### Textauszug
==============================
Hab ich genau so gemacht. Der erste Durchlauf war immer ein wenig Adrenalin.


----------



## JoM79 (1. Dezember 2015)

*AW: CNC & Fräs-Thread*



keinnick schrieb:


> Hab ich genau so gemacht. Der erste Durchlauf war immer ein wenig Adrenalin.


Habt ihr kein Poti für die Geschwindigkeit an der Maschine?


----------



## ricoroci (1. Dezember 2015)

*AW: CNC & Fräs-Thread*



=MR-C=KinG[GER] schrieb:


> Beim 3D Druck von Metallen wird nichts "gespritzt".
> Das Verfahren funktioniert mit einem hochpräzisen, feinen Laser
> Mit dem 3D "Druck" bei Metallen hat man den Vorteil auch sehr komplexe Formen/Körper herzustellen, die man mit normalen Maschinen nicht herstellen kann.
==============================
### Vorliegendes Material

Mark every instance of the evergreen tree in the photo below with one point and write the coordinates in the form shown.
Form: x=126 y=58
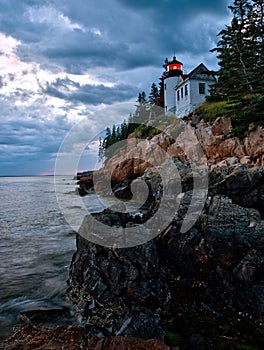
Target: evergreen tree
==============================
### Aufgaben
1. Nenne alle Benutzernamen, die im Forumsausschnitt vorkommen.
2. Gib den Teil des Forumsausschnitts wortgetreu wieder, beginnend bei „## JoM79 (1.“ und endend bei „an der Maschine?“.

### Lösungen
1. keinnick, JoM79, ricoroci, =MR-C=KinG[GER]

2.
## JoM79 (1. Dezember 2015)

*AW: CNC & Fräs-Thread*



keinnick schrieb:


> Hab ich genau so gemacht. Der erste Durchlauf war immer ein wenig Adrenalin.


Habt ihr kein Poti für die Geschwindigkeit an der Maschine?